> **Requirement**
Locate each line of the listing below that contains the string "instance", treating uppercase and lowercase letters as distinct, and copy every such line.

Begin Data in this exercise

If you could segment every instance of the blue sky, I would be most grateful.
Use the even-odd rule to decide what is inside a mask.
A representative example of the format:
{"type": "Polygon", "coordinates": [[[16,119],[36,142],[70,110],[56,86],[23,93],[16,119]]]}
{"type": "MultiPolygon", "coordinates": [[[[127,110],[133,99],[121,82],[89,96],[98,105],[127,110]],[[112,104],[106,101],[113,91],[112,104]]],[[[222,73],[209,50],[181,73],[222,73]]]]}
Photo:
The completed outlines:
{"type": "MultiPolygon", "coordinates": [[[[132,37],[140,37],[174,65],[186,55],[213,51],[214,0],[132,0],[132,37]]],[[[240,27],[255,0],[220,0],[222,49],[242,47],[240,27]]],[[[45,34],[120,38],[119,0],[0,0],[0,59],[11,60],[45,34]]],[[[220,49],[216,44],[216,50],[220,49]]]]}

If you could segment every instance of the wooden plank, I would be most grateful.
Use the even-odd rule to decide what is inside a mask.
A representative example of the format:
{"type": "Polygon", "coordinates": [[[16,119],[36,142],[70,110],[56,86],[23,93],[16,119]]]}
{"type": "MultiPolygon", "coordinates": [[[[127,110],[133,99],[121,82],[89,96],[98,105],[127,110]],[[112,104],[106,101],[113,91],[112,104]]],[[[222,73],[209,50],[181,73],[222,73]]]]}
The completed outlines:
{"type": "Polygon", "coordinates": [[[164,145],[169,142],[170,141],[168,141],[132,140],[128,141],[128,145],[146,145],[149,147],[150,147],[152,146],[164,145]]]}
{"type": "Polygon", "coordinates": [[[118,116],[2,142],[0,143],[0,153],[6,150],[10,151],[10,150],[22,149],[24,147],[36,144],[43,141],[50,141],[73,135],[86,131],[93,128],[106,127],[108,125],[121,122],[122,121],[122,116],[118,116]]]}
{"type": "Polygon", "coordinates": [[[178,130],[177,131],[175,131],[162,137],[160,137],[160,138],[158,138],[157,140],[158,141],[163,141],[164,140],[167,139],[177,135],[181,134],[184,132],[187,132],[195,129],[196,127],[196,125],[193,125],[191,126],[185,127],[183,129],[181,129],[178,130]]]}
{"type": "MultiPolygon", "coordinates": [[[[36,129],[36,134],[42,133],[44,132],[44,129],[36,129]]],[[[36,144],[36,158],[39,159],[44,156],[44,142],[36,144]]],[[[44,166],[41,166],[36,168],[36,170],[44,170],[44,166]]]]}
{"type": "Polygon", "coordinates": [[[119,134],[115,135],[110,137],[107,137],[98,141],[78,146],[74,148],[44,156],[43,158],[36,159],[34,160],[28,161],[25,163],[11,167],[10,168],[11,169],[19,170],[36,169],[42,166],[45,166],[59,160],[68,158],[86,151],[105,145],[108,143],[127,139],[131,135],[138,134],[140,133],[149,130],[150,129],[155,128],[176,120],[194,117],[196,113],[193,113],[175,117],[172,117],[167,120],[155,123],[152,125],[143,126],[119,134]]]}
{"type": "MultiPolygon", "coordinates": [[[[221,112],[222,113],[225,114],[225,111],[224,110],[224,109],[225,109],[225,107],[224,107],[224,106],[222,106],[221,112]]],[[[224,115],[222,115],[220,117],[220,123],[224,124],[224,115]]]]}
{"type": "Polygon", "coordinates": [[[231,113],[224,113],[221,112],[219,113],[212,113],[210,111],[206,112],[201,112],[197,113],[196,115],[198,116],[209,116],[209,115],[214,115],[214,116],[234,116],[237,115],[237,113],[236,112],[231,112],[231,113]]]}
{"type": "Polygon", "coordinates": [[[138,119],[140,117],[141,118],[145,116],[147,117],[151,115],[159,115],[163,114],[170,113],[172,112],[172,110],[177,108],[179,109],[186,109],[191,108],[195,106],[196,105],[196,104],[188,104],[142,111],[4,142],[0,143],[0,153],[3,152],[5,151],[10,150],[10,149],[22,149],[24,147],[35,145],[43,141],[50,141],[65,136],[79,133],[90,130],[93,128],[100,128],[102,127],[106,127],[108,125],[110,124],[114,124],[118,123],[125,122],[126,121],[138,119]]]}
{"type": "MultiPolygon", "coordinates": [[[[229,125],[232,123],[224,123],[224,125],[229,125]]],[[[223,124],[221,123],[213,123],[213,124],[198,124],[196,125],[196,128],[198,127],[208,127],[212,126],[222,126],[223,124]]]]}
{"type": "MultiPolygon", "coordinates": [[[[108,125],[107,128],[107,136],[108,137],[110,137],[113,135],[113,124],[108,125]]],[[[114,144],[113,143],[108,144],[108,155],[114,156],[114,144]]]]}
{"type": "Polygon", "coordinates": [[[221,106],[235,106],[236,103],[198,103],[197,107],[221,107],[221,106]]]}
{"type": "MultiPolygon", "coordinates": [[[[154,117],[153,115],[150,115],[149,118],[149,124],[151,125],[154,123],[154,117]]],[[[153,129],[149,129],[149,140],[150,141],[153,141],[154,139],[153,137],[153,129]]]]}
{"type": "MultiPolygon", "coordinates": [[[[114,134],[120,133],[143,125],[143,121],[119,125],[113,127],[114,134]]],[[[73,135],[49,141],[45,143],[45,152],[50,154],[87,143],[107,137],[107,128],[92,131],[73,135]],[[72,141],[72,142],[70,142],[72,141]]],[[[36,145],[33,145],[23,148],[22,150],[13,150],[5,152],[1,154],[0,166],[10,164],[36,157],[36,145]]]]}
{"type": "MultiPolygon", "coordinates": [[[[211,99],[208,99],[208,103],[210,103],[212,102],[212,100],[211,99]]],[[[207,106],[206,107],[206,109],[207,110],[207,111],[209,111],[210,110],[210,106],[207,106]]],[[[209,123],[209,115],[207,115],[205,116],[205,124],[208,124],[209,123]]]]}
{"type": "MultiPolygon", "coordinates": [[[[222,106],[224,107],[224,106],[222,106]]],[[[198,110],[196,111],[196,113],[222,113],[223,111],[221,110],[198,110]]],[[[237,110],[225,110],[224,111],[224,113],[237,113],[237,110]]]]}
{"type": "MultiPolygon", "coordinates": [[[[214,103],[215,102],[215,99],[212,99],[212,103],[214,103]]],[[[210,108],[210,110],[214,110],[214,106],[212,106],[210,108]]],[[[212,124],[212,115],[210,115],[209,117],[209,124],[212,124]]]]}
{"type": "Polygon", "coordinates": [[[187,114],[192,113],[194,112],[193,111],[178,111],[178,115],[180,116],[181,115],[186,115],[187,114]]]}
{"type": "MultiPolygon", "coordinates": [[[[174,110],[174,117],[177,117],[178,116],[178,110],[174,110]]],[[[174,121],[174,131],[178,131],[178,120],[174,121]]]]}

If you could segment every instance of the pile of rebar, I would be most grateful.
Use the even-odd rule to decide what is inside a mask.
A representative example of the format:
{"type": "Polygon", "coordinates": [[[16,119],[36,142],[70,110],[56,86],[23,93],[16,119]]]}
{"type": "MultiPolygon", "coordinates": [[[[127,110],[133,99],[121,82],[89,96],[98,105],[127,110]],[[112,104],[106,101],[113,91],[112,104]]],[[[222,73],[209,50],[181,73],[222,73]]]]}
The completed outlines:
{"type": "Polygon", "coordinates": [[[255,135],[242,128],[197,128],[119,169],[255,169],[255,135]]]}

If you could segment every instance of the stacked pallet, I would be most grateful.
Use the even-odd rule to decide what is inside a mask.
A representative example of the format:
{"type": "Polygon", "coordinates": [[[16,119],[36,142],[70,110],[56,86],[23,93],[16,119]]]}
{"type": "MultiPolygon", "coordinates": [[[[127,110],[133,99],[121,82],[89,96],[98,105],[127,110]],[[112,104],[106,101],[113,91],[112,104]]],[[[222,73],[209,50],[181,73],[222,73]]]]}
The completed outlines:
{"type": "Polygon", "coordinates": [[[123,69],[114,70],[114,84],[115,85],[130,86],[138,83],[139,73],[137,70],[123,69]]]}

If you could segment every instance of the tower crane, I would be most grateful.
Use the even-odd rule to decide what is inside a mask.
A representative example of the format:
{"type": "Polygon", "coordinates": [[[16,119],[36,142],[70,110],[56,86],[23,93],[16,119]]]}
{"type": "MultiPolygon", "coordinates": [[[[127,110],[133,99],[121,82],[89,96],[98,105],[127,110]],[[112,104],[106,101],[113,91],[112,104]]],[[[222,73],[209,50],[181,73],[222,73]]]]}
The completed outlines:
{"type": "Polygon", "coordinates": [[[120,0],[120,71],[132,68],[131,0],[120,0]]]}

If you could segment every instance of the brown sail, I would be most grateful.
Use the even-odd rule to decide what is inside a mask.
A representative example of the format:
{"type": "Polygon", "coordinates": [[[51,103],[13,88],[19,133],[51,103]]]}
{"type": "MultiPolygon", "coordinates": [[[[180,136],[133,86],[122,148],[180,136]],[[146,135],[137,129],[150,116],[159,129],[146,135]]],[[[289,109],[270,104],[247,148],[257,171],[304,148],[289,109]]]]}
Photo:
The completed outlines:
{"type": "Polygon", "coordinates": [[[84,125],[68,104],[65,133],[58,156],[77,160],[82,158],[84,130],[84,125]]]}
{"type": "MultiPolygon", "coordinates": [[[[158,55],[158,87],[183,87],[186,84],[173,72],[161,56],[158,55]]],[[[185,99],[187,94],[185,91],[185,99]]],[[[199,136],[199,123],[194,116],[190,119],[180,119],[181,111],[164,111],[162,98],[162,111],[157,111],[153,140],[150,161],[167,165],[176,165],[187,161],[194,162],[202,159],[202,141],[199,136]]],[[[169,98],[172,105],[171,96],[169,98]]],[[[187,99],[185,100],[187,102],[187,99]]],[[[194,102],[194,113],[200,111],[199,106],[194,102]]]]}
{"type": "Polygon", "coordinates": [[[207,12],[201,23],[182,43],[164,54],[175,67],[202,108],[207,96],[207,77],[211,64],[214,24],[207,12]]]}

End Data in this exercise

> **Solved problem**
If you could segment every instance of the blue sky, I would be most grateful.
If you could segment every instance of the wooden plank, I would be most grateful.
If you could segment every instance of the pile of rebar, I would be most grateful.
If you could segment every instance of the stacked pallet, I would be most grateful.
If you could segment every instance of the tower crane, I would be most grateful.
If you could segment every instance of the brown sail, I would be most grateful.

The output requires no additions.